◆ **TASK DESCRIPTION**
Which lines of the records below contain the string "asphalt", with uppercase and lowercase treated as different? Pick out each of those lines and copy it.

___ LISTED ENTRIES

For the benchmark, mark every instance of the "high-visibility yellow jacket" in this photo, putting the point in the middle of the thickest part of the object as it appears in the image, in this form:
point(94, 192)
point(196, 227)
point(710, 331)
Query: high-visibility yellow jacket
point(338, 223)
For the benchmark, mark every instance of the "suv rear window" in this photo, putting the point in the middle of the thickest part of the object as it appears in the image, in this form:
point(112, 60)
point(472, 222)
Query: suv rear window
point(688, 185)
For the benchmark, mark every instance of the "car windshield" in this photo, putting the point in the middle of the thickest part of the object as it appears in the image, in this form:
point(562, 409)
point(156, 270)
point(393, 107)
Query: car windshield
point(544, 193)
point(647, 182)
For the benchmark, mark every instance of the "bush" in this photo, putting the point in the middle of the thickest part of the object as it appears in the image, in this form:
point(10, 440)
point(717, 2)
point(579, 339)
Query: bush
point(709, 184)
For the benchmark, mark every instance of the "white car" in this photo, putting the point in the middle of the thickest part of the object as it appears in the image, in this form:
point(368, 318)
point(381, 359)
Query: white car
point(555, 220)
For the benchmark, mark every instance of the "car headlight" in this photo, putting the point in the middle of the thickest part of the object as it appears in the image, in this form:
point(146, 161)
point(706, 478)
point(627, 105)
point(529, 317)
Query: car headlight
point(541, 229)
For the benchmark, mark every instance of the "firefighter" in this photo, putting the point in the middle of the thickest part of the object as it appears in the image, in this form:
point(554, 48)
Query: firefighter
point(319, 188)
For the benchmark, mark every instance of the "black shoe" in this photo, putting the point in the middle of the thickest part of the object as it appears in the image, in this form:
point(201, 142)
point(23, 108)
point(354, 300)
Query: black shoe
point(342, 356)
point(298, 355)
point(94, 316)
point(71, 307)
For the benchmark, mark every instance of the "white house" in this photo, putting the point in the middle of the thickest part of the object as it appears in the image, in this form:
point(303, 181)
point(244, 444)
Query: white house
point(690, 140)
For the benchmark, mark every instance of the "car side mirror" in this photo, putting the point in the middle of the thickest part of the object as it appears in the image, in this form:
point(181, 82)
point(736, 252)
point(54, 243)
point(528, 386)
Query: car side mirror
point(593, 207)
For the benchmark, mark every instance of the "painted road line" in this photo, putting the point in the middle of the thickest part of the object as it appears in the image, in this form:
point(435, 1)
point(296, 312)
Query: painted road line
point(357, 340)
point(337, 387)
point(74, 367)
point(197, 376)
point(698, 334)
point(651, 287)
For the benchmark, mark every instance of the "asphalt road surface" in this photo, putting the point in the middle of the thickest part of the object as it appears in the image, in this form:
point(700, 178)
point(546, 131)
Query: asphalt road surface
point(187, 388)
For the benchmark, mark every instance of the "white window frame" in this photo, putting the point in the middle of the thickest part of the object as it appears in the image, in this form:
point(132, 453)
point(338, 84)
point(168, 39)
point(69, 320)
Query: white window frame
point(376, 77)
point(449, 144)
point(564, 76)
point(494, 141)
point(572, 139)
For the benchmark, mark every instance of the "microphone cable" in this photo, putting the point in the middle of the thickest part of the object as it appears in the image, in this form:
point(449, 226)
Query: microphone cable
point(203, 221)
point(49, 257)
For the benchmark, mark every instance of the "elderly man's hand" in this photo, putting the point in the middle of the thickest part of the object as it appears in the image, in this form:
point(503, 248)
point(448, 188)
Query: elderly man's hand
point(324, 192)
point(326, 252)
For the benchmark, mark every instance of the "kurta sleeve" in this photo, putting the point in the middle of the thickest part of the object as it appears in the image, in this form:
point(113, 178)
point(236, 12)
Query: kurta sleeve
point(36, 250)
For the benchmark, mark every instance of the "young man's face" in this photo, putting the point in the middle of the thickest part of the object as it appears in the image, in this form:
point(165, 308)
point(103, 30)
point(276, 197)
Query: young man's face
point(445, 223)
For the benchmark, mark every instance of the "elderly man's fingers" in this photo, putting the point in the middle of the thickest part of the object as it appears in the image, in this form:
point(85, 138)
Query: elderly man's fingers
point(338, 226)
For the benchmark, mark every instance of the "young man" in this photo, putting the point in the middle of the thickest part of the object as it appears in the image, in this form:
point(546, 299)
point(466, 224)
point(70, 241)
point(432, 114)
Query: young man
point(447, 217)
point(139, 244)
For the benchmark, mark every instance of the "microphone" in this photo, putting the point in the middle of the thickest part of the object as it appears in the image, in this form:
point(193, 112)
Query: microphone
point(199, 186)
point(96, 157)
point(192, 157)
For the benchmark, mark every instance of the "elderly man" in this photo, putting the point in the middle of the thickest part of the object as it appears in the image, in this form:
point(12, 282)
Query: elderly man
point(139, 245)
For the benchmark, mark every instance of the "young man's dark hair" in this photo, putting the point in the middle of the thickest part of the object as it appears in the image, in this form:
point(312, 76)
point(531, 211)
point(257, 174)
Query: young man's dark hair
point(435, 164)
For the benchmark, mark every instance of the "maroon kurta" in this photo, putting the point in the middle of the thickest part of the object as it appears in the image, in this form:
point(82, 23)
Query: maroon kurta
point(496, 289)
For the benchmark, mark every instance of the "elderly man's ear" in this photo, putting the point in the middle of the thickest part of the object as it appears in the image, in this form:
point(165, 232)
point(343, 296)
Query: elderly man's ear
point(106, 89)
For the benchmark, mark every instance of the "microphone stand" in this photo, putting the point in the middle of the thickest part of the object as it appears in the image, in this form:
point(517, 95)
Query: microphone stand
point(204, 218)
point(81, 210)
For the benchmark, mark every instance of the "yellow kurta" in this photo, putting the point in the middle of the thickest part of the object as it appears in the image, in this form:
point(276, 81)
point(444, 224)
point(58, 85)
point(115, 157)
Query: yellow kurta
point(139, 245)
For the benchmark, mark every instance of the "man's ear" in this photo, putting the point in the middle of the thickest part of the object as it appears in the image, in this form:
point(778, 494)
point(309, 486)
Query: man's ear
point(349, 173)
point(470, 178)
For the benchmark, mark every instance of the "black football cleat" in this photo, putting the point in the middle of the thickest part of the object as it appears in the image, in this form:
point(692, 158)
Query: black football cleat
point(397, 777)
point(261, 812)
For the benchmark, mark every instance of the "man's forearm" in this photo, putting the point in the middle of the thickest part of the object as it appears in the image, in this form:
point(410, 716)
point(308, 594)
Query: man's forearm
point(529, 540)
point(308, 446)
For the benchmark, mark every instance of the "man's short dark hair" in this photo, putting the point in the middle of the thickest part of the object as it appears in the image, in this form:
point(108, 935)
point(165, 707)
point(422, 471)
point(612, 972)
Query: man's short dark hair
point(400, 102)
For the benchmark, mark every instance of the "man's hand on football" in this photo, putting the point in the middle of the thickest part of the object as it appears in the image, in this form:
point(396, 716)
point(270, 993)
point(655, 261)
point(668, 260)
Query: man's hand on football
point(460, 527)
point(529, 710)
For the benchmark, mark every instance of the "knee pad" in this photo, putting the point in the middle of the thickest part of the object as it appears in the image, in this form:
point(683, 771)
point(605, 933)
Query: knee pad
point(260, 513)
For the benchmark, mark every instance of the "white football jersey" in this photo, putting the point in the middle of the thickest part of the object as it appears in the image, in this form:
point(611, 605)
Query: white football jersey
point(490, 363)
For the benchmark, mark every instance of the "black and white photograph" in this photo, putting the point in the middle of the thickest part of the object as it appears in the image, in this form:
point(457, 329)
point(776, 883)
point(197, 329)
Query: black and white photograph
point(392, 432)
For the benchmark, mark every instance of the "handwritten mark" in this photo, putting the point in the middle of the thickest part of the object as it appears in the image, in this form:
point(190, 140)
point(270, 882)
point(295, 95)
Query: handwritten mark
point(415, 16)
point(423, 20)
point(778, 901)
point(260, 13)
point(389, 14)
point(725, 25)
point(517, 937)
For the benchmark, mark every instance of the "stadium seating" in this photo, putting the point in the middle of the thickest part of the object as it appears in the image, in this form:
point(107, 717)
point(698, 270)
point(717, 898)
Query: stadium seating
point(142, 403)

______

◆ **EXERCISE SOLUTION**
For the benchmark, mark every instance of the "asphalt road surface" in this photo, putting the point in the middle of the thickest part of the object as it appears in the image, in this form:
Query: asphalt road surface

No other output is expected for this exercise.